### Travail à faire
**A.** D'après le texte sur les effets du péché mortel, que Dieu a-t-il voulu que soit la souffrance ?
**B.** Traduisez en anglais la phrase suivante du texte sur les effets du péché mortel : « Dieu a voulu que la loi eût une sanction, que le bonheur fût, en fin de compte, la récompense de la vertu, et la souffrance le châtiment du péché. »
**C.** Citez le passage du texte sur les effets du péché mortel qui va de "III. Les effets" jusqu'à "ou dans l'autre." inclusivement.

### Texte source
III. Les effets du péché mortel
Dieu a voulu que la loi eût une sanction, que le bonheur fût, en fin de compte, la récompense de la vertu, et la souffrance le châtiment du péché. En voyant donc les effets du péché, nous pourrons juger, dans une certaine mesure, de sa culpabilité.Or nous pouvons les étudier en cette vie ou dans l'autre.
719. 1° Pour nous rendre compte des redoutables effets du péché mortel en cette vie, rappelons-nous ce qu'est une âme en état de grâce : en elle habite la Très Sainte Trinité, qui y prend ses complaisances, et l'orne de ses grâces, de ses vertus et de ses dons, sous l'influence de la grâce actuelle, ses actes bons deviennent des actes méritoires de la vie éternelle ; elle possède la sainte liberté des enfants de Dieu, participe à la force, à la vertu de Dieu, et jouit, à certains moments surtout, d'un bonheur qui est comme un avant-goût du bonheur céleste. Or que fait le péché mortel ?
a) Il chasse Dieu de notre âme, et puisque la possession de Dieu est déjà une anticipation du bonheur céleste, sa perte est comme le prélude de l'éternelle réprobation : perdre Dieu, n'est-ce pas perdre en effet tous les biens dont il est la source ?
b) Avec lui, nous perdons la grâce sanctifiante, qui faisait vivre notre âme d'une vie semblable à celle de Dieu ; c'est donc une sorte de suicide spirituel ; et, avec elle, nous perdons ce glorieux cortège de vertus et de dons qui l'accompagnait. Si, dans son infinie Miséricorde, Dieu nous laisse la foi et l'espérance, ces vertus ne sont plus informées par la charité, et ne sont là que pour nous inspirer une crainte salutaire et un désir ardent de réparation et de pénitence ; en attendant, elles nous montrent le triste état de notre âme, et excitent en nous des remords cuisants.

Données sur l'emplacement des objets
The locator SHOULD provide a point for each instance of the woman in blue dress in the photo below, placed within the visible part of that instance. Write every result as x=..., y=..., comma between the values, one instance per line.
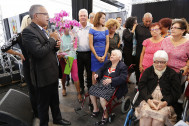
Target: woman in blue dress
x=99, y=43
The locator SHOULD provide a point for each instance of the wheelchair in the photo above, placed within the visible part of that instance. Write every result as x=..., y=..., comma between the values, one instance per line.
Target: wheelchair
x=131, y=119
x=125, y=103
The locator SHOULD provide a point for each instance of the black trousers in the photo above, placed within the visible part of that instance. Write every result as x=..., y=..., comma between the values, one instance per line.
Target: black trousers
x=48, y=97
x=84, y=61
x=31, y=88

==

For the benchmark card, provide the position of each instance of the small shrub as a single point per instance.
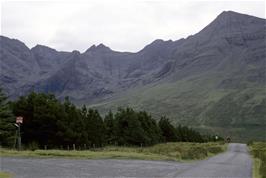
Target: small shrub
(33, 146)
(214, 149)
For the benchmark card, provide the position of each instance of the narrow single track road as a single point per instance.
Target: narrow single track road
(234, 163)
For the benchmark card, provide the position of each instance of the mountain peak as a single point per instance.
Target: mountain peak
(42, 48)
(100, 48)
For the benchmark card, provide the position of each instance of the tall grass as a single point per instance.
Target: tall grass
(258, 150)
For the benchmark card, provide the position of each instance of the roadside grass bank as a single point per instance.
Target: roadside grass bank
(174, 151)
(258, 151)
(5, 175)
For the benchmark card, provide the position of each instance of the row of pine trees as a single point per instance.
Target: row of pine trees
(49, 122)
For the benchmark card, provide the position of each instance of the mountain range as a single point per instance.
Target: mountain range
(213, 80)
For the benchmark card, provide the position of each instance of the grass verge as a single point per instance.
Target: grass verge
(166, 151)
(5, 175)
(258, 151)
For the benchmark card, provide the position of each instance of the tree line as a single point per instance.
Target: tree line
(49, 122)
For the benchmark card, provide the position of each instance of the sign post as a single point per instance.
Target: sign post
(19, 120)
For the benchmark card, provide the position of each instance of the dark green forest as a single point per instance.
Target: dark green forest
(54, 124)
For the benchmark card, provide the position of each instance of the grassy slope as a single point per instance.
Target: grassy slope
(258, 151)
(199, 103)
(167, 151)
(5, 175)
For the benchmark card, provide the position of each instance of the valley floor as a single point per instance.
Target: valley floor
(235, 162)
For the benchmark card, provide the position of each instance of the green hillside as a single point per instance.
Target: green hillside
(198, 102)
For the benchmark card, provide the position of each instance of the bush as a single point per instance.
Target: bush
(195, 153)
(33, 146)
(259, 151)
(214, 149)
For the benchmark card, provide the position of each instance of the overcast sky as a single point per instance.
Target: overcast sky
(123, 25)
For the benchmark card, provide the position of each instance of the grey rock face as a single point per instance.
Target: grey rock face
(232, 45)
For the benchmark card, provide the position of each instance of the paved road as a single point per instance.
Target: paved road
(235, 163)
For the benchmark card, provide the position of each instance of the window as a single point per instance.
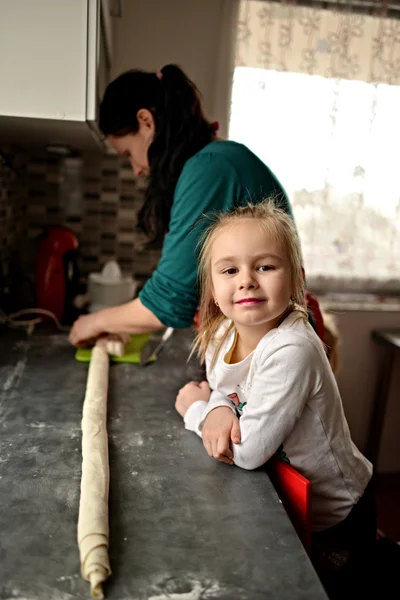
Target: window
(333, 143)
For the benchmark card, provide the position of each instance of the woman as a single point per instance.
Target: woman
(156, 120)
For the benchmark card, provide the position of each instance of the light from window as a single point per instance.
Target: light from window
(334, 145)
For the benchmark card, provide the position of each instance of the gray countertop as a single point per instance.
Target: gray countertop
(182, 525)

...

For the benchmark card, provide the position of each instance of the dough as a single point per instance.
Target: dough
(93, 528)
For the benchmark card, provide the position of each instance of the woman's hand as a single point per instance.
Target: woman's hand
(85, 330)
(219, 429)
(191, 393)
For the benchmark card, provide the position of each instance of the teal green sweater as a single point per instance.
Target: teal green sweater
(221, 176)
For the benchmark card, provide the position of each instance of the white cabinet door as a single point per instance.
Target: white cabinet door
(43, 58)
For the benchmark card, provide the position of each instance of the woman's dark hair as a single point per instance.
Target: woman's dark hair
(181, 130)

### Réponses par tâche
**A.** Dieu a voulu que la souffrance soit le châtiment du péché.

**B.** God willed that the law should have a sanction, that happiness should, in the end, be the reward of virtue, and suffering the punishment of sin.

**C.**
III. Les effets du péché mortel
Dieu a voulu que la loi eût une sanction, que le bonheur fût, en fin de compte, la récompense de la vertu, et la souffrance le châtiment du péché. En voyant donc les effets du péché, nous pourrons juger, dans une certaine mesure, de sa culpabilité.Or nous pouvons les étudier en cette vie ou dans l'autre.